# Work to be completed
Continue the passage below on Sarepta's quarterly earnings from the point where it ends.

# Selected passage
• • •
The company reported adjusted earnings of $2.02 per share, substantially beating the analyst consensus of $0.70. Revenue reached $611.1 million, surpassing expectations of $532.86 million and representing a 68% increase from the same quarter last year. Net product revenues totaled $513.1 million, up 42% YoY.
"We are very pleased that following a rapid review of the safety data, the FDA swiftly recommended that we take the ambulatory patient population off shipment pause and, following that, we have already resumed deliveries," said Doug Ingram, chief executive officer of Sarepta. "Infusions are taking place for the ambulatory community."
The company continues to work with the FDA on safety labeling and risk-mitigation approaches for non-ambulatory individuals. Sarepta delivered both GAAP and non-GAAP operating profits in the quarter, with cash flow turning positive as total cash and investments increased by $202.8 million from the previous quarter.
• • •
# Provided information
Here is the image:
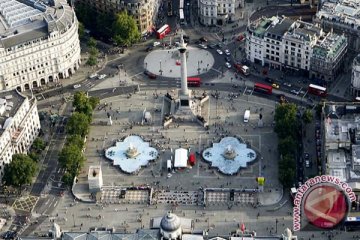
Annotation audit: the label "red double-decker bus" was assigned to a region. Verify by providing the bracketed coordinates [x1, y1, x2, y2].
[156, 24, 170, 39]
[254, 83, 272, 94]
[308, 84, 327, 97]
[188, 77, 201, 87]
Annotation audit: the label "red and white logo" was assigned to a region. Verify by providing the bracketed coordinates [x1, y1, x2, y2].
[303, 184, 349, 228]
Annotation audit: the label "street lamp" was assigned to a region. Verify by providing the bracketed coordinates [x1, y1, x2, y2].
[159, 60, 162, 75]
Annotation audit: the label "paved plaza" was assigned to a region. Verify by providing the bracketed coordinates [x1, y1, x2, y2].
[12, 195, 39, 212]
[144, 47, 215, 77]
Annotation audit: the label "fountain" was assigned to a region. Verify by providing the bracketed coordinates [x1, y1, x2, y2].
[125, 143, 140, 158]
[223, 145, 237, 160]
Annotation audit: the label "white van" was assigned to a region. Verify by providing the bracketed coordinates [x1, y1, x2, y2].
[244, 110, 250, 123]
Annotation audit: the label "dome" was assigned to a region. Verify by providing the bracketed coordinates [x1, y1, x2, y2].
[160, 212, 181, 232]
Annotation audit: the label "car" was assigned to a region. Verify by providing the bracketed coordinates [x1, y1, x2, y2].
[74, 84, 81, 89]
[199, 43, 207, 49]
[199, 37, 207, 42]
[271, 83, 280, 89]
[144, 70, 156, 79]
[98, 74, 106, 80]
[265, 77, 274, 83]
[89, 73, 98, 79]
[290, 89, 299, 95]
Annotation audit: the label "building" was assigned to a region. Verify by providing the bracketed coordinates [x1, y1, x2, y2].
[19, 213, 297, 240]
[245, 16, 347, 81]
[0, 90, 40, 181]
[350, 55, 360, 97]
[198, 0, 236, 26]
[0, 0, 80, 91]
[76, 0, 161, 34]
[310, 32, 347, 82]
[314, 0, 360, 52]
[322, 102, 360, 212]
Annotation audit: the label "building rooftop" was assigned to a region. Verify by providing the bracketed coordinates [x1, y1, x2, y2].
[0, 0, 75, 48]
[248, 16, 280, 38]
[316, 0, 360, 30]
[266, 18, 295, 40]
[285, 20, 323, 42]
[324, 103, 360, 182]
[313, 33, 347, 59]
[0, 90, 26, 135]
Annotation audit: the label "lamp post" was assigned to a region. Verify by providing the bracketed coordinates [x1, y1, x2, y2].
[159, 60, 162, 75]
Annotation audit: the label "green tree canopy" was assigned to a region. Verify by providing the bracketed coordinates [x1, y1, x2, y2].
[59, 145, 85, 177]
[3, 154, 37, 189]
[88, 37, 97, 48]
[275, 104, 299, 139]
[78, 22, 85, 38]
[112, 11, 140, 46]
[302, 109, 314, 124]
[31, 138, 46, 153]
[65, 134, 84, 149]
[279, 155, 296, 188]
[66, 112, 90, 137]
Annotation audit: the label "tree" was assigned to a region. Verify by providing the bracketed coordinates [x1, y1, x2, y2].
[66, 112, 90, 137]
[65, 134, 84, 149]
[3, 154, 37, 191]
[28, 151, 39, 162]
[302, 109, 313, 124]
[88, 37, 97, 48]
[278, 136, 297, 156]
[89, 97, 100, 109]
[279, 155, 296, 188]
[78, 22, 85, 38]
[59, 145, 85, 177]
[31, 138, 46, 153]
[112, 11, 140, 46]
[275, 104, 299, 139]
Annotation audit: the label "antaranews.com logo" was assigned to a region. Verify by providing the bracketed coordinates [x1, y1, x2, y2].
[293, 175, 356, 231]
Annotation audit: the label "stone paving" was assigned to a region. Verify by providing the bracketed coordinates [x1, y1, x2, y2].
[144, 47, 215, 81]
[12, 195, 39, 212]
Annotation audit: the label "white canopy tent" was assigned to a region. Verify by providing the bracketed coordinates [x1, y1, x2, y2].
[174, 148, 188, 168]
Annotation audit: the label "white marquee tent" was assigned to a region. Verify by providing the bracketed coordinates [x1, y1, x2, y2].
• • •
# Answer space
The previously announced restructuring is advancing as planned, with Sarepta on track to realize over $100 million in cost savings through the end of 2025. The strategic cost reductions are designed to position the company to repay its 2027 convertible notes while continuing to deliver therapies to patients with rare genetic diseases.
Looking ahead, Sarepta expects multiple clinical data readouts and milestones in 2025 and early 2026 to support its siRNA franchise, including programs for FSHD, DM1, SCA2, and Huntington’s Disease. The company recently reached a collaboration milestone with Arrowhead Pharmaceuticals (NASDAQ:ARWR) for its DM1 program, triggering a $100 million milestone payment.